*What is asked*: Transcribe the tail of the listing: start at the line containing "Mark the cloudy" and stop after the last line, keeping every character as is and adding nothing.
>> Start Listed records
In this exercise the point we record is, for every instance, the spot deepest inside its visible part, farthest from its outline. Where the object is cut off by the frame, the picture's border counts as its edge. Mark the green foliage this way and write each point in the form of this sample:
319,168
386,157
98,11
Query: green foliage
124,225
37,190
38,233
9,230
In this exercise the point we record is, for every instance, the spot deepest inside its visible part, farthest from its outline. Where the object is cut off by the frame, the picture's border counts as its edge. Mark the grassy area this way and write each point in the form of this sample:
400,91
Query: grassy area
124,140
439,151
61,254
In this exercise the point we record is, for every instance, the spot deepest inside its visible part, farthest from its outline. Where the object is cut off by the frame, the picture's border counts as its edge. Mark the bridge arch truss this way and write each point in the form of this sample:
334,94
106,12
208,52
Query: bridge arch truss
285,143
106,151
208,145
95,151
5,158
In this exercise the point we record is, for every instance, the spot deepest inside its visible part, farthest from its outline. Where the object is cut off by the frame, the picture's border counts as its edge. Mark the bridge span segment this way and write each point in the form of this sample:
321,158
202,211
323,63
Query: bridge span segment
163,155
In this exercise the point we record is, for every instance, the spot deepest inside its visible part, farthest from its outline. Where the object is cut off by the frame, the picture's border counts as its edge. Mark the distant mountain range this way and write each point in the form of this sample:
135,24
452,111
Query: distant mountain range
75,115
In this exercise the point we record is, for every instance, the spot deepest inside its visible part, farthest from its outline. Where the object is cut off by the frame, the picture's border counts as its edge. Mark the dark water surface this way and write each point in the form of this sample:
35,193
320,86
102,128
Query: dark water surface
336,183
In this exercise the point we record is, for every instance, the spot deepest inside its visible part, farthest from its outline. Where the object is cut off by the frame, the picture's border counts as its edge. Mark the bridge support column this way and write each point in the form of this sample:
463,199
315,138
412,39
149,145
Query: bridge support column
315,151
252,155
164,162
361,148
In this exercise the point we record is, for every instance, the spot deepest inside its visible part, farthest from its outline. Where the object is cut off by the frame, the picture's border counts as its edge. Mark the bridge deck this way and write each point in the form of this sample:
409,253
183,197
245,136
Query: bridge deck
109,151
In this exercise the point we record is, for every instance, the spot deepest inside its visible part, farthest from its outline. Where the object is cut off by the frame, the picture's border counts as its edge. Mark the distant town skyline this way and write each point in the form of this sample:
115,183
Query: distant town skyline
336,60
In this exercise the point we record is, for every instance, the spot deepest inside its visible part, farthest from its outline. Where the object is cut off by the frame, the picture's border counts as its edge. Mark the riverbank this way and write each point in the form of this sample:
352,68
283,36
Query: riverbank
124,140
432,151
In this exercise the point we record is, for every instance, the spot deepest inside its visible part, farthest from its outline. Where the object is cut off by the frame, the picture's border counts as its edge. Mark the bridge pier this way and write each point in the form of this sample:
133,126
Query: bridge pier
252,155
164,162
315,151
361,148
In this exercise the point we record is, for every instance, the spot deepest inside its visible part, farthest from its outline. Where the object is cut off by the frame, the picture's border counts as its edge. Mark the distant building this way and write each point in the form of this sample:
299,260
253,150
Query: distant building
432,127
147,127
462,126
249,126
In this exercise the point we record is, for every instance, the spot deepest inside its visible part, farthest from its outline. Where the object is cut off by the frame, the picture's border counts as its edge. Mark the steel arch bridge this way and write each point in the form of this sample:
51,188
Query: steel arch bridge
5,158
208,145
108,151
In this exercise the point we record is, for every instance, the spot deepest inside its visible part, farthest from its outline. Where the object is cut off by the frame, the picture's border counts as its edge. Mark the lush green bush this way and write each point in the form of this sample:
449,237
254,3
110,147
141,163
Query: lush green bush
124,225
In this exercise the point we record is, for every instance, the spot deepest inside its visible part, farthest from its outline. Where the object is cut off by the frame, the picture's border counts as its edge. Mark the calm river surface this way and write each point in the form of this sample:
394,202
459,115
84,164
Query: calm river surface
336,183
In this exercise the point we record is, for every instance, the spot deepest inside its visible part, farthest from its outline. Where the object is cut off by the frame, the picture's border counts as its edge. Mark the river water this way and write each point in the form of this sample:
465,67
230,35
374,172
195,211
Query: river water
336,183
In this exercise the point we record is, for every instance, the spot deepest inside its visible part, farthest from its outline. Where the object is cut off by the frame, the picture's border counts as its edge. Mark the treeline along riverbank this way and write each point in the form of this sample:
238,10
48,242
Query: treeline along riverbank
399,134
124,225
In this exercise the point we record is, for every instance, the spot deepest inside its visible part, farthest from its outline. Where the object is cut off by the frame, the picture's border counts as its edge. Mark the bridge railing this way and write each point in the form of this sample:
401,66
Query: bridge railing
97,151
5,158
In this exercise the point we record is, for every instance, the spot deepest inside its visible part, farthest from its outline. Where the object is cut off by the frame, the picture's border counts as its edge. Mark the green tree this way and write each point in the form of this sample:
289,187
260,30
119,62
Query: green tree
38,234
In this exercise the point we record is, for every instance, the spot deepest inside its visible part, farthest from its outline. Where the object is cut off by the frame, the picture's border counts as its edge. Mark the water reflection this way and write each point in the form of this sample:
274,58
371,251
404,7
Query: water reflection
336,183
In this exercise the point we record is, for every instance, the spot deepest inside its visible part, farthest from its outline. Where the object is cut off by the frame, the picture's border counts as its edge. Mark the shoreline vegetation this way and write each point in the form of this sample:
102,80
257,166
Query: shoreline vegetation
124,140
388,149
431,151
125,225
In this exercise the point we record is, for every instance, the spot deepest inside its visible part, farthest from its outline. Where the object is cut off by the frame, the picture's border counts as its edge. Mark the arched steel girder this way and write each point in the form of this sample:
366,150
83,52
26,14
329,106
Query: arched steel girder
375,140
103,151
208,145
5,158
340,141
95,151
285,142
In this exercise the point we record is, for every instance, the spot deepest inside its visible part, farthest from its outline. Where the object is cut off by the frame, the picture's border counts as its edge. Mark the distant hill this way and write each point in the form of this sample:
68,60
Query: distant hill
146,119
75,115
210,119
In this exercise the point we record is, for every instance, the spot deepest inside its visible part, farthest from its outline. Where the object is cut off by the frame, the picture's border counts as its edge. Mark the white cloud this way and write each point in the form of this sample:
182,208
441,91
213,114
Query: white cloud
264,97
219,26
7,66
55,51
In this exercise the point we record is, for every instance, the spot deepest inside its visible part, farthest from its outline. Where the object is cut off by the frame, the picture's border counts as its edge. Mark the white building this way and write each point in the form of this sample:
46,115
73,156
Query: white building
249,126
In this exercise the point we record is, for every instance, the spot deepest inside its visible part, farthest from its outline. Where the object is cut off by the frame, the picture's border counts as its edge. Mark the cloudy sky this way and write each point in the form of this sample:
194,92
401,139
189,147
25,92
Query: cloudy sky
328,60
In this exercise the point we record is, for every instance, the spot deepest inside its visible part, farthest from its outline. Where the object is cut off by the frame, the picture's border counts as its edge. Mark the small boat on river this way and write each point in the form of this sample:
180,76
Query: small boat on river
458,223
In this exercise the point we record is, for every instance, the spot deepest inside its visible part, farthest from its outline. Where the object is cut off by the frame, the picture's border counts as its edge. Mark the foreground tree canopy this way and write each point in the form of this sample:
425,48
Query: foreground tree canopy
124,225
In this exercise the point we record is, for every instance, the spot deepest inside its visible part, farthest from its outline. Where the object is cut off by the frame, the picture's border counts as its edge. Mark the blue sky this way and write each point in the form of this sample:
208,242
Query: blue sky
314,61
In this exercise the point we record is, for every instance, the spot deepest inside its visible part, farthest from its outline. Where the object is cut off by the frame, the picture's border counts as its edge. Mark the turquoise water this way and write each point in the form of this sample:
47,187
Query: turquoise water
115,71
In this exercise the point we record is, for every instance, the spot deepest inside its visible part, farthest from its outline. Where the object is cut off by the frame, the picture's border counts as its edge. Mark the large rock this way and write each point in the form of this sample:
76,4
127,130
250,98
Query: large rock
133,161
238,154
>> End Listed records
*Task result*:
In this exercise the point we record is, for every instance, the spot deepest inside its visible part, farthest from its outline. Where the object is cut off by the frame, the picture's border counts as its edge. Mark the cloudy sky this way and write each point in the form of this sample:
194,92
401,139
189,147
25,92
Query: cloudy sky
328,60
In this exercise the point we record is, for every instance, the spot deepest inside its visible part, farthest from its outline. Where the object is cut off by the frame, the picture's border counts as its edge. Mark the small boat on river this way and write each point in the form of this sample:
180,76
Query: small boat on river
458,223
In this exercise the point we record is, for every instance, the spot deepest inside its visible part, farthest from its outline. Where the object is cut off by the frame, the picture's border counts as its edge. Mark the foreground tree canopy this way and write each point in the form of this sample:
425,48
Query: foreground tree canopy
124,225
In this exercise the point we record is, for every instance, the spot deepest inside its visible part, farthest from its outline. Where the object is cut off by the frame, the picture's border counts as its edge. Mark the blue sky this way and write each point in the form of this sample:
208,242
Query: blue sky
314,61
In this exercise the point we record is, for every instance, the spot deepest inside its visible part, farthest from its outline. Where the object is cut off by the frame, the picture's border counts as its edge. Mark the turquoise water this way and write each point in the form of this sample:
47,187
Query: turquoise water
115,71
In this exercise the point we record is, for every instance, the spot deepest inside its visible part, farthest from its outline. Where the object is cut off by the frame, the picture's border counts as its edge. Mark the large rock this way and write each point in the form of this sample:
76,4
127,130
250,98
Query: large rock
133,161
238,154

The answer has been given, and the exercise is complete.